● TEXT
Dahr Jamail: Coming Home
An Iraq Correspondent Living in Two Worlds
By Dahr Jamail
It isn't an accident that, after 11 weeks, only as I'm leaving again, do I find myself able to write about what it was like to come home -- back to the United States after my latest several month stint in Iraq. Only now, with the U.S. growing ever smaller in my rearview mirror, with the strange distance that closeness to Iraq brings, do I find the needed space in which the words begin to flow.
For these last three months, I've been bound up inside, living two lives -- my body walking the streets of my home country; my heart and mind so often still wandering war-ravaged Iraq.
Even now, on a train from Philadelphia to New York on my way to catch a plane overseas, my urge is to call Iraq; to call, to be exact, my interpreter and friend, Abu Talat in Baghdad. The papers this morning reported at least four car bombs detonating in the capital; so, to say I was concerned for him would be something of an understatement.
The connection wasn't perfect. But when he heard my voice, still so far away, he shouted with his usual mirth, "How are you my friend?" I might as well be in another universe -- the faultless irreconcilability of my world and his; everything, in fact, tied into this phone call, this friendship, our backgrounds… across these thousands of miles.
I breathe deeply before saying a bit too softly, "I just wanted to know that you're all right, habibi."
The direct translation for "habibi" in Arabic is "my dear." It is used among close friends to express affection and deep trust.
It's no fun having a beloved friend in a war zone. I'm all too aware now of what it must be like for loved ones and family members to have those close to them far away and in constant danger… It's no way to live. Having spent so many months in Iraq myself, I finally have a taste of what my own loved ones have been living with.
While bloody Iraq stories are just part of the news salad here for most Americans -- along with living and dead Popes, Michael Jackson, missing wives-to-be, and the various doings of our President -- I remained glued to the horrifying tales streaming out of Baghdad and environs. I emailed Abu Talat and other friends constantly to check on their safety in that chaotic, dangerous land I'd stopped being any part of.

● EXERCISE TASK 1
According to the essay on returning home from Iraq, what topics make up the "news salad" for most Americans alongside bloody Iraq stories?
The listing that follows bears no relation to the essay.

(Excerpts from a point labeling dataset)
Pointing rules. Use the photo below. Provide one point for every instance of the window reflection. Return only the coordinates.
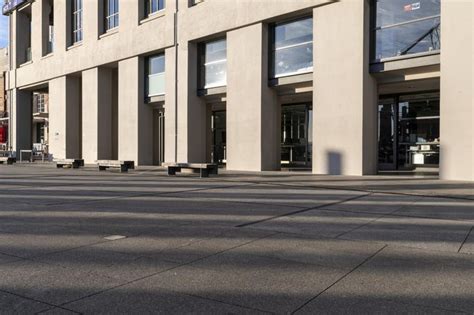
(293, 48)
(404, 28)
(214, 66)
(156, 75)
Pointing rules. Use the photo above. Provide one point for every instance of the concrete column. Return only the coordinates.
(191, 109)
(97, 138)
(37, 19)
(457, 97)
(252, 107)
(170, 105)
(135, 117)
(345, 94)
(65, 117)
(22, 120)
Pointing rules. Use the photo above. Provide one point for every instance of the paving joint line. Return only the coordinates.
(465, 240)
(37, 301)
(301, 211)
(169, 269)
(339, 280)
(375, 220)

...

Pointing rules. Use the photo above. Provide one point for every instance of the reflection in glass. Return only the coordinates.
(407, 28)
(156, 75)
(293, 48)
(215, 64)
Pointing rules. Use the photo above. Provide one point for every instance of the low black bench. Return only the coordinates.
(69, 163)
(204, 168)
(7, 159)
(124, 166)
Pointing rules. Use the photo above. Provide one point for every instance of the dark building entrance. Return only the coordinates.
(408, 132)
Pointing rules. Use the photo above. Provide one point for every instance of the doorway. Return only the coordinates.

● EXERCISE TASK 2
Reproduce everything in the listing from the line containing "entrance. Return only the coordinates." down to the line containing "doorway. Return only the coordinates.", including both of those lines.

● COMPLETE ANSWER 1
- Living and dead Popes
- Michael Jackson
- Missing wives-to-be
- The various doings of the President

● COMPLETE ANSWER 2
Pointing rules. Use the photo above. Provide one point for every instance of the dark building entrance. Return only the coordinates.
(408, 132)
Pointing rules. Use the photo above. Provide one point for every instance of the doorway. Return only the coordinates.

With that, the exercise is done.